Task instructions
Reproduce the entries from the line containing "Question. Put a marker on each instance of the jeans" through the last line of the entries, both ends included. Adjust every point coordinate in the answers by -22 and keep all other text unchanged.

+++ Listed records +++

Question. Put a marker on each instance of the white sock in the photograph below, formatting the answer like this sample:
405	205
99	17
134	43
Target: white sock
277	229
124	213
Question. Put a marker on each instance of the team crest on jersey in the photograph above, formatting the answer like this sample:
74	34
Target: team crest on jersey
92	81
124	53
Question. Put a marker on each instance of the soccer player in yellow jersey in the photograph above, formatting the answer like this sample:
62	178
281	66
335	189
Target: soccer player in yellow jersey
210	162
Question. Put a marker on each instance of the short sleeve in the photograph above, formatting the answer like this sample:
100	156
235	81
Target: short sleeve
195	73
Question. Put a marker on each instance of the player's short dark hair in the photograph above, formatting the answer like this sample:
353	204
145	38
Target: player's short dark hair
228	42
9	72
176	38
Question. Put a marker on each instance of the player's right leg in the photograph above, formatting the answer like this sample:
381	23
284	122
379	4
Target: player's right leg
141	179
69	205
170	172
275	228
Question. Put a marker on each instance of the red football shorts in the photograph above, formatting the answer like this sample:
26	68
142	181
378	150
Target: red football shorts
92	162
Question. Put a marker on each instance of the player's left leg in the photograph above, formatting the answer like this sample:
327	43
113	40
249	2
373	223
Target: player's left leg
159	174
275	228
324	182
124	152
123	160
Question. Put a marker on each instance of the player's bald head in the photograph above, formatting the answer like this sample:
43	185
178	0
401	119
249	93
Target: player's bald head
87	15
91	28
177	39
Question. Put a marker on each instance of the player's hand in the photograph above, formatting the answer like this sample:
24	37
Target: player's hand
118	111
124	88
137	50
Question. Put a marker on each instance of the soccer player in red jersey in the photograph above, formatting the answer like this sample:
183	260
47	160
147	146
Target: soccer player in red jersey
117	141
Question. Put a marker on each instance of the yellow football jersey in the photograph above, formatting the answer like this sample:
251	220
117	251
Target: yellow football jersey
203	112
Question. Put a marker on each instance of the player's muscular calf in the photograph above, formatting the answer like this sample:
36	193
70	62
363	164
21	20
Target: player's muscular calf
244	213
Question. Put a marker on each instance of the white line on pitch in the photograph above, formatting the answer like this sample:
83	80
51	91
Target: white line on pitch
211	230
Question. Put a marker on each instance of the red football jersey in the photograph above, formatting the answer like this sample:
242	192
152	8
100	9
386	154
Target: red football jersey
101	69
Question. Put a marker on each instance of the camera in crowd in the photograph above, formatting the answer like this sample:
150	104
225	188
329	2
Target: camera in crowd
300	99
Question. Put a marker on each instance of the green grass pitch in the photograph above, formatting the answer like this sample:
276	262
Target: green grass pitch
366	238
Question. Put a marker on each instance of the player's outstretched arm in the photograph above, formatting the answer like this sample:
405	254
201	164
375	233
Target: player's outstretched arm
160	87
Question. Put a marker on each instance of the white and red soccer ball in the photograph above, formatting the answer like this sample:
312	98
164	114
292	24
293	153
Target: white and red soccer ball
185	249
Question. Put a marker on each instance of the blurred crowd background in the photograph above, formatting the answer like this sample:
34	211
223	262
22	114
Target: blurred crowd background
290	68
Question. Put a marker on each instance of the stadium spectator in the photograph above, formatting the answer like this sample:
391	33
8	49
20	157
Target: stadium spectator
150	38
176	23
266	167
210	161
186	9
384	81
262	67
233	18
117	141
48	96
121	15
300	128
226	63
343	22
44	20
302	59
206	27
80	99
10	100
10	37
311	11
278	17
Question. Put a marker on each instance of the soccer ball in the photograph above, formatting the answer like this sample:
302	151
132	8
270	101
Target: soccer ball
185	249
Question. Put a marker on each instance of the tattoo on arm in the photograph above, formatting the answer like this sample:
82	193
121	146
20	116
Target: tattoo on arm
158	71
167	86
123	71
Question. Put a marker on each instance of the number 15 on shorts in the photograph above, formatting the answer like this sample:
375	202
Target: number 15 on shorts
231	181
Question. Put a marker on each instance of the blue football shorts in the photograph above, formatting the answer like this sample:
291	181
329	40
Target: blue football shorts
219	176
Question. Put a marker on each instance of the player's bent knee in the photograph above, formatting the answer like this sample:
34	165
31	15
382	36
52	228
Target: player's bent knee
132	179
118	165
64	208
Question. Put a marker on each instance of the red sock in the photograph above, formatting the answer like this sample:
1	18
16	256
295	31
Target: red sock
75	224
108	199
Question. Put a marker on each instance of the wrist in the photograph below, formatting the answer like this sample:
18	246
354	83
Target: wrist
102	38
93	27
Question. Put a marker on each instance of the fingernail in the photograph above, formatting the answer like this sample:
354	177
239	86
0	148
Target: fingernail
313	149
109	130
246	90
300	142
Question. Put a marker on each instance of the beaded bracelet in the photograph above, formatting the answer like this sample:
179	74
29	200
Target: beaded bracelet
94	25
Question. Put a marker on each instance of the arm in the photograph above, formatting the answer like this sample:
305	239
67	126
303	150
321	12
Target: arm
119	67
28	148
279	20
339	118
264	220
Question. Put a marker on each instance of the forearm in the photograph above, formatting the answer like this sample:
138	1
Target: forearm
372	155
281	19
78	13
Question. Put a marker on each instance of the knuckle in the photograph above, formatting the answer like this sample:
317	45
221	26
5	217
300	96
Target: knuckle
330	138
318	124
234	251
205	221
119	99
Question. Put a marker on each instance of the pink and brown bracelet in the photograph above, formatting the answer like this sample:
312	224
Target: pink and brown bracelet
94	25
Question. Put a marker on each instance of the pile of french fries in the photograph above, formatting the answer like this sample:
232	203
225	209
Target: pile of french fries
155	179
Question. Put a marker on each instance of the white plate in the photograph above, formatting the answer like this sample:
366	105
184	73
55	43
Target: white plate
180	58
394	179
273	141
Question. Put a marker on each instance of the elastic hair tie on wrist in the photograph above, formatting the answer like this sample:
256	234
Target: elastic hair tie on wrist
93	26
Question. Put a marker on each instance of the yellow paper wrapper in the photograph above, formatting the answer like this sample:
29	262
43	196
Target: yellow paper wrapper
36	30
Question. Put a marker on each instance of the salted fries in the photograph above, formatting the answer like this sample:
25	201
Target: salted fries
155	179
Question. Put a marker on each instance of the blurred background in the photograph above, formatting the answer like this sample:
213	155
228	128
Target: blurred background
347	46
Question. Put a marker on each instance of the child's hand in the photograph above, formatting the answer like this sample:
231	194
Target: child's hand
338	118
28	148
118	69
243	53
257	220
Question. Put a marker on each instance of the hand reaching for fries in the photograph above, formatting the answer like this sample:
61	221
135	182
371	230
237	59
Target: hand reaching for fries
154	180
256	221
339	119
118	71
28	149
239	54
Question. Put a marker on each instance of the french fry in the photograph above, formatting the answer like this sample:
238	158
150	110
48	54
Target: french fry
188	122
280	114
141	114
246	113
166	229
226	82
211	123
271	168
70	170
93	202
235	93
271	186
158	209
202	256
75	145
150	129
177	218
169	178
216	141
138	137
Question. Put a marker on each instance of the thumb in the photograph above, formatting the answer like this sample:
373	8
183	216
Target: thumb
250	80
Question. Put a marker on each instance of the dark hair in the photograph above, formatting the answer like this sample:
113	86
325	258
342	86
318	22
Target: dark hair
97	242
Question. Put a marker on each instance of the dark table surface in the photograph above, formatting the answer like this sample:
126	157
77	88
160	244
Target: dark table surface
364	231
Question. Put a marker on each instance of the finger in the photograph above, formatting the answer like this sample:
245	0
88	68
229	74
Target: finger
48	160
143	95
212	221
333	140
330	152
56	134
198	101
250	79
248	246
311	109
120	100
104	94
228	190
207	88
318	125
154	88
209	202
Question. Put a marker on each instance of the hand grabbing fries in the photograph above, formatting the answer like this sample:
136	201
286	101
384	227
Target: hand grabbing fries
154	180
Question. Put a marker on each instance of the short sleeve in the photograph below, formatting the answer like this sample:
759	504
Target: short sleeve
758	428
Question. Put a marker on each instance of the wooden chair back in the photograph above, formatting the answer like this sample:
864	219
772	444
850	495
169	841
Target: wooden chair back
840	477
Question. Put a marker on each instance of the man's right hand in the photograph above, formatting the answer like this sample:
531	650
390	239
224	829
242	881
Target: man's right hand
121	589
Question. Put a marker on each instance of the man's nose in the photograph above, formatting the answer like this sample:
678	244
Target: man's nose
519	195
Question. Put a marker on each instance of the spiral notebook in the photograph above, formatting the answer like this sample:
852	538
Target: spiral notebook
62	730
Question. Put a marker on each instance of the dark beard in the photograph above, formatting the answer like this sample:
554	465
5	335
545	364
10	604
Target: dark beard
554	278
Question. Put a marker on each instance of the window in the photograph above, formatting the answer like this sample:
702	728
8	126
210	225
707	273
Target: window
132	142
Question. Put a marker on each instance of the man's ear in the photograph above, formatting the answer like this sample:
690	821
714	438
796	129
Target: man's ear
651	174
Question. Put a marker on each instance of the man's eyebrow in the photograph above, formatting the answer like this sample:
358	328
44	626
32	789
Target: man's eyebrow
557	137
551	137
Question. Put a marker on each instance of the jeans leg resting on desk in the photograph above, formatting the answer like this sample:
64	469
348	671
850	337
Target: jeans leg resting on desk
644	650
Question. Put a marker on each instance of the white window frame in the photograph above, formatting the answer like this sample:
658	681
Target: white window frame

+++

Exercise solution
Question. Put a marker on each instance of the jeans leg resting on desk in the photograph above, formatting the answer like this sample:
64	469
348	671
850	337
Target: jeans leg resting on desk
622	628
Question. Put a marker on each instance of the white window frame in the photograph above, formatting the answer like this sample:
658	681
Target: white window frame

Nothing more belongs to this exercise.